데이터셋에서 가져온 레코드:
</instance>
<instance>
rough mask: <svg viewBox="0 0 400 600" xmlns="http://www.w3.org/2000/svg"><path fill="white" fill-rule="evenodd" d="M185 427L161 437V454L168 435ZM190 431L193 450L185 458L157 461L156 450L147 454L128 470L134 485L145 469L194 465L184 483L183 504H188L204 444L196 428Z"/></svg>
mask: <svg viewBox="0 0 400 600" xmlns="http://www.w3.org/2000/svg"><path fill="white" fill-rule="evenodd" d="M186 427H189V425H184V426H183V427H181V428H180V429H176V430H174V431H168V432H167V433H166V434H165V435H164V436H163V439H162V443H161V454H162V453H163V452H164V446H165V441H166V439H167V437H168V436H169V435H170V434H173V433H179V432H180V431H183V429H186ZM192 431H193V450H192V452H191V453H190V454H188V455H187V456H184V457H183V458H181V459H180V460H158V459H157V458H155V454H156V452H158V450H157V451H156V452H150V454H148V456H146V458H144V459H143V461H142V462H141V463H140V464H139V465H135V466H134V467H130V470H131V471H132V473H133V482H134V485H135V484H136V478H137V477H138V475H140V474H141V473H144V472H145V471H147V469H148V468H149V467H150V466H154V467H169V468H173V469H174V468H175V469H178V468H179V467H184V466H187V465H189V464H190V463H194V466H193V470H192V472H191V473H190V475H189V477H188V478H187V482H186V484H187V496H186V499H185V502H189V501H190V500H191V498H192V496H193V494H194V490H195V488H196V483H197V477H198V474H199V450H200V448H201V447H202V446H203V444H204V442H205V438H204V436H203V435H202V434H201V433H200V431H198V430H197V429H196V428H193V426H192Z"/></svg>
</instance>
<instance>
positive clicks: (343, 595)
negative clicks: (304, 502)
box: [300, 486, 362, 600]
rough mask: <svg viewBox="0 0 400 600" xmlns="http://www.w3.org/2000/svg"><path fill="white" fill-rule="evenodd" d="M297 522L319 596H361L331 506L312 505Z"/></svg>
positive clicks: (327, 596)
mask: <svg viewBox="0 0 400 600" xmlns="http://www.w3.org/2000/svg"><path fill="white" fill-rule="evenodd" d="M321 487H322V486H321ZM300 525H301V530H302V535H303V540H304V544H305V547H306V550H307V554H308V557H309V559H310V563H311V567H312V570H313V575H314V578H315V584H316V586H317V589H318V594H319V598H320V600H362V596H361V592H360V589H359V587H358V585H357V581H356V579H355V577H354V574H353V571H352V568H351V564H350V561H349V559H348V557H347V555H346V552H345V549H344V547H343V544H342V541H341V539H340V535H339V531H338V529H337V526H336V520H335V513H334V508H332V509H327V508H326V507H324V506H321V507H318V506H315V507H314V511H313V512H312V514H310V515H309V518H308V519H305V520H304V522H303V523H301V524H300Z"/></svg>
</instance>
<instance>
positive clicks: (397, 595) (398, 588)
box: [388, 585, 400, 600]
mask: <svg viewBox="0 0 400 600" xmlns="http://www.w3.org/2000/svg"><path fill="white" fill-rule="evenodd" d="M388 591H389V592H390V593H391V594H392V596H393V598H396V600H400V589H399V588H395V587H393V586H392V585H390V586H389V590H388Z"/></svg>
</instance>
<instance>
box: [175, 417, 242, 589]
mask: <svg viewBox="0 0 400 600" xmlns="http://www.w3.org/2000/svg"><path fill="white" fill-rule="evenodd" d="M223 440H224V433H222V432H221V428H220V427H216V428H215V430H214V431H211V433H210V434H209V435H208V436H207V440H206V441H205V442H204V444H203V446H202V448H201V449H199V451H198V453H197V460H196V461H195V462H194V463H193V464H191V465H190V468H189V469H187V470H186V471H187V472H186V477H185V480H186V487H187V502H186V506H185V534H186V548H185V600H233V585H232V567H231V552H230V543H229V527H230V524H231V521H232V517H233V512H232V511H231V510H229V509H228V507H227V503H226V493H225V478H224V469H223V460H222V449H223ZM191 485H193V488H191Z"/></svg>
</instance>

과제 안내: 레코드의 첫 줄부터 "box: [300, 486, 362, 600]"가 들어 있는 줄까지를 다시 쓰되, "positive clicks"를 "include clicks"로 바꾸어 갱신하시오. 나머지는 모두 그대로 두시오.

연습 풀이:
</instance>
<instance>
rough mask: <svg viewBox="0 0 400 600" xmlns="http://www.w3.org/2000/svg"><path fill="white" fill-rule="evenodd" d="M185 427L161 437V454L168 435ZM190 431L193 450L185 458L157 461L156 450L147 454L128 470L134 485L145 469L194 465L184 483L183 504H188L204 444L196 428Z"/></svg>
mask: <svg viewBox="0 0 400 600" xmlns="http://www.w3.org/2000/svg"><path fill="white" fill-rule="evenodd" d="M186 427H189V425H184V426H183V427H181V428H180V429H176V430H174V431H168V432H167V433H166V434H165V435H164V436H163V439H162V443H161V454H162V453H163V452H164V446H165V441H166V439H167V437H168V436H169V435H170V434H173V433H179V432H180V431H183V429H186ZM192 431H193V450H192V452H191V453H190V454H188V455H187V456H184V457H183V458H181V459H180V460H158V459H157V458H155V454H156V452H158V450H157V451H156V452H150V454H148V456H146V458H144V459H143V461H142V462H141V463H140V464H139V465H135V466H134V467H130V470H131V471H132V473H133V482H134V485H135V484H136V478H137V477H138V475H140V474H141V473H144V472H145V471H147V469H148V468H149V467H150V466H154V467H169V468H173V469H174V468H175V469H178V468H179V467H184V466H187V465H189V464H190V463H194V466H193V470H192V472H191V473H190V475H189V477H188V478H187V482H186V484H187V496H186V499H185V502H189V501H190V500H191V498H192V496H193V494H194V490H195V488H196V483H197V477H198V474H199V450H200V448H201V447H202V446H203V444H204V442H205V438H204V436H203V435H202V434H201V433H200V431H198V430H197V429H196V428H193V426H192Z"/></svg>
</instance>
<instance>
include clicks: (343, 595)
negative clicks: (304, 502)
box: [300, 486, 362, 600]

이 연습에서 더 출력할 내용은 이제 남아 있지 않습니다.